YOUR OBJECTIVE
No pictures, everything else exact: set down the entries in full.

RECORDS SHOWN
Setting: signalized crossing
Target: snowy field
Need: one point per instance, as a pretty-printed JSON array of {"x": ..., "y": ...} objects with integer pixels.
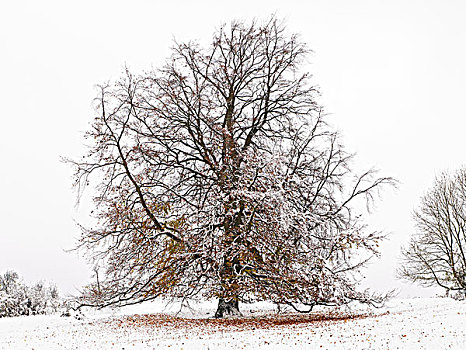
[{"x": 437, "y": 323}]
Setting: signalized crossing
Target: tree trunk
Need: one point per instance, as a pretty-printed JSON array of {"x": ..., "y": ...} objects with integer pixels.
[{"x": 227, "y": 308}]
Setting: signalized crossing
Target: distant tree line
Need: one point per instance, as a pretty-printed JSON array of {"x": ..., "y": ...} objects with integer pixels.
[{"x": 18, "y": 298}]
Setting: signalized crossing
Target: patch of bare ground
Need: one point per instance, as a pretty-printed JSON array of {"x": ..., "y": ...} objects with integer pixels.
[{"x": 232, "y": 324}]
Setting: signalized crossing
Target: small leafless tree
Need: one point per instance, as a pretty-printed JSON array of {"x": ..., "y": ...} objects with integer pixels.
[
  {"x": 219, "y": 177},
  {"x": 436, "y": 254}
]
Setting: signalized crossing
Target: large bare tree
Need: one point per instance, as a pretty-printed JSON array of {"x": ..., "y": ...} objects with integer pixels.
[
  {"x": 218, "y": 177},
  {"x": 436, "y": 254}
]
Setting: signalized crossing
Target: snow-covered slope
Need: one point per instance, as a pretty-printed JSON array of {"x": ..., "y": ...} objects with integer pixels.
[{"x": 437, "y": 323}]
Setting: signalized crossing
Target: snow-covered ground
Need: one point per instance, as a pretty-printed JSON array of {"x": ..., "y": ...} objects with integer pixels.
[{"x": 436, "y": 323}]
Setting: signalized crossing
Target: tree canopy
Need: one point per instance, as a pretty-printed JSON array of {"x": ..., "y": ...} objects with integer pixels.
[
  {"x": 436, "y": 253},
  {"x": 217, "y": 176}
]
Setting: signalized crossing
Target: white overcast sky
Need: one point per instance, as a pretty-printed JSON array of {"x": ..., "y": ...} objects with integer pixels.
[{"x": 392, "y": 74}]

EXERCISE RESPONSE
Setting: signalized crossing
Target: snowy field
Need: one point per instance, as a pretty-printed JSON array of {"x": ..., "y": ...} objects with integer pixels.
[{"x": 437, "y": 323}]
Setting: signalized crossing
Target: tree trunk
Need: one point per instance, as a pretty-printed JSON array of {"x": ..., "y": ...} objects with integer pixels.
[{"x": 227, "y": 308}]
Setting: signalized crossing
Target: distant tree line
Need: one point per instance, as a pretty-printed JSON array of {"x": ..., "y": ...} objects with integer pixels.
[{"x": 18, "y": 298}]
Setting: signalized crossing
Target: patch of bare ground
Need: one point per instance, as a pretty-printed JSON array of {"x": ..., "y": ...} objects with integer pixels.
[{"x": 232, "y": 324}]
Setting: signalized crossing
Target: small leafless tree
Need: one point per instance, as a pretty-printed JSON array of {"x": ..., "y": ...} objects with integer pixels.
[
  {"x": 219, "y": 177},
  {"x": 436, "y": 254}
]
Setting: signalized crossing
Target: large bare tree
Need: one point per instance, as a pretty-printed JSON array of {"x": ..., "y": ...} objects with integer pixels.
[
  {"x": 218, "y": 177},
  {"x": 436, "y": 254}
]
Setting: signalized crossing
Target: snow-covered slope
Need: one point per instance, as a pretty-printed JSON array of {"x": ..., "y": ...} objects with integer pixels.
[{"x": 437, "y": 323}]
Setting: signalized crossing
Target: snow-covered ground
Need: one point per instance, as a pretty-printed JSON array of {"x": ..., "y": ...} objects with integer pixels.
[{"x": 436, "y": 323}]
Setting: signalized crossing
Target: tree canopy
Need: one point per instance, as a pretty-printed JSON array of {"x": ..., "y": ...} objects with integer pixels.
[
  {"x": 436, "y": 253},
  {"x": 217, "y": 176}
]
Setting: signalized crossing
Target: white overcast sky
Need: one point per instance, as a pretty-printed JSON array of {"x": ..., "y": ...} objects with integer pixels.
[{"x": 392, "y": 74}]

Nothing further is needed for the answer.